Ketentuan Latihan: Lanjutkan berita tentang perburuan Fredy Pratama mulai dari kalimat terakhirnya.

Memburu Fredy Pratama, Sang Escobar Indonesia

Fredy Pratama menjadikan Indonesia sebagai sasaran utama peredaran narkoba dan dikendalikan olehnya yang bersembunyi di Thailand.

oleh Nila Chrisna Yulika diperbarui 14 Sep 2023, 08:24 WIB
Bareskrim Polri mengungkap peredaran gelap narkoba dan tindak pidana pencucian uang jaringan Fredy Pratama selaam periode 2020-2023 dengan aset senilai Rp10,5 triliun di Lapangan Bhayangkara Polri, Jakarta Selatan, Selasa (12/9/2023). (merdeka.com/Imam Buhori)

Liputan6.com, Jakarta Bareskrim Polri membongkar sindikat narkoba internasional kelas kakap jaringan Fredy Pratama. Kepolisian pun menggelar operasi dengan sandi Escobar demi menangkap Fredy yang diduga berada di Thailand.

Butir Data:
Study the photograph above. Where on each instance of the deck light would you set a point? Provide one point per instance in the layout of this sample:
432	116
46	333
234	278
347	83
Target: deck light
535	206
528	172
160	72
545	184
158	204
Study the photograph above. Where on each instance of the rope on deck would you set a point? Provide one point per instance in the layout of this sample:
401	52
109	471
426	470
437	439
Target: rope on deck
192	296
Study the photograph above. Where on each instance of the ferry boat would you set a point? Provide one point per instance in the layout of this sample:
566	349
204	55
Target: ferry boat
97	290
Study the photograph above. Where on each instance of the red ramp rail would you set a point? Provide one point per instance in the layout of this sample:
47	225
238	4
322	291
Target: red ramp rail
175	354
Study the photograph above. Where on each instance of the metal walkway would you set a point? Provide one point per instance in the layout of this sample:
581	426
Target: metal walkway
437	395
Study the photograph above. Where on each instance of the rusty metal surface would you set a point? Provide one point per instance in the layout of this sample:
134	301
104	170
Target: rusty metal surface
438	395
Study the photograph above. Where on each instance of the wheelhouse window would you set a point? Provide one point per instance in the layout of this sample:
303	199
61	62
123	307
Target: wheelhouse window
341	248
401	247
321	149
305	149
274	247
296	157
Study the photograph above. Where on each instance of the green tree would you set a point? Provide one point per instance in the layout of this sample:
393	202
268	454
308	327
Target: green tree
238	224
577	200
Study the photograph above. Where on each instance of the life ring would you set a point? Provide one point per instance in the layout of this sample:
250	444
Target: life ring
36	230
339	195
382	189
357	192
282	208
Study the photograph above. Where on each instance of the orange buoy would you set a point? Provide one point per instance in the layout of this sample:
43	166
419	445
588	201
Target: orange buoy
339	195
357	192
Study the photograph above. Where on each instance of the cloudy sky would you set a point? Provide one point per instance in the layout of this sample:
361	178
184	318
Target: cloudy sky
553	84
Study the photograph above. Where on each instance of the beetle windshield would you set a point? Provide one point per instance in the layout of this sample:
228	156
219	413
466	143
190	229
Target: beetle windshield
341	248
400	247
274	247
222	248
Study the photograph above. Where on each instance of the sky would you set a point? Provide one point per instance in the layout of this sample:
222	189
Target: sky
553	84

Hasil Latihan:
"Ya ini nama operasinya sandi Escobar. Sandi Operasi Escobar. Bukan dia Escobar, dia biasa saja," tutur Dirtipidnarkoba Bareskrim Polri Brigjen Mukti Juharsa di Lapangan Bhayangkara Polri, Jakarta Selatan, Selasa (12/9/2023).

Sandi Escobar itu seperti diambil dari nama gembong narkoba dan pengedar narkoba Colombia, Pablo Emilio Escobar Gaviria alias Pablo Escobar, kriminal terkaya di dunia. Mukti tidak menampik nama sandi operasi penangkapan Fredy Pratama terinspirasi dari sosok tersebut.

"Ini sandinya, ini yang terbesar yang diungkap," jelas dia.

Menurut Mukti, Fredy Pratama nyatanya menjalankan bisnis narkobanya sejak 2009. Dalam kurun waktu 2020 hingga 2023, ada 408 laporan polisi dengan 884 tersangka yang sudah ditangkap, dan keseluruhannya pun nyatanya memiliki keterkaitan dengan Fredy Pratama.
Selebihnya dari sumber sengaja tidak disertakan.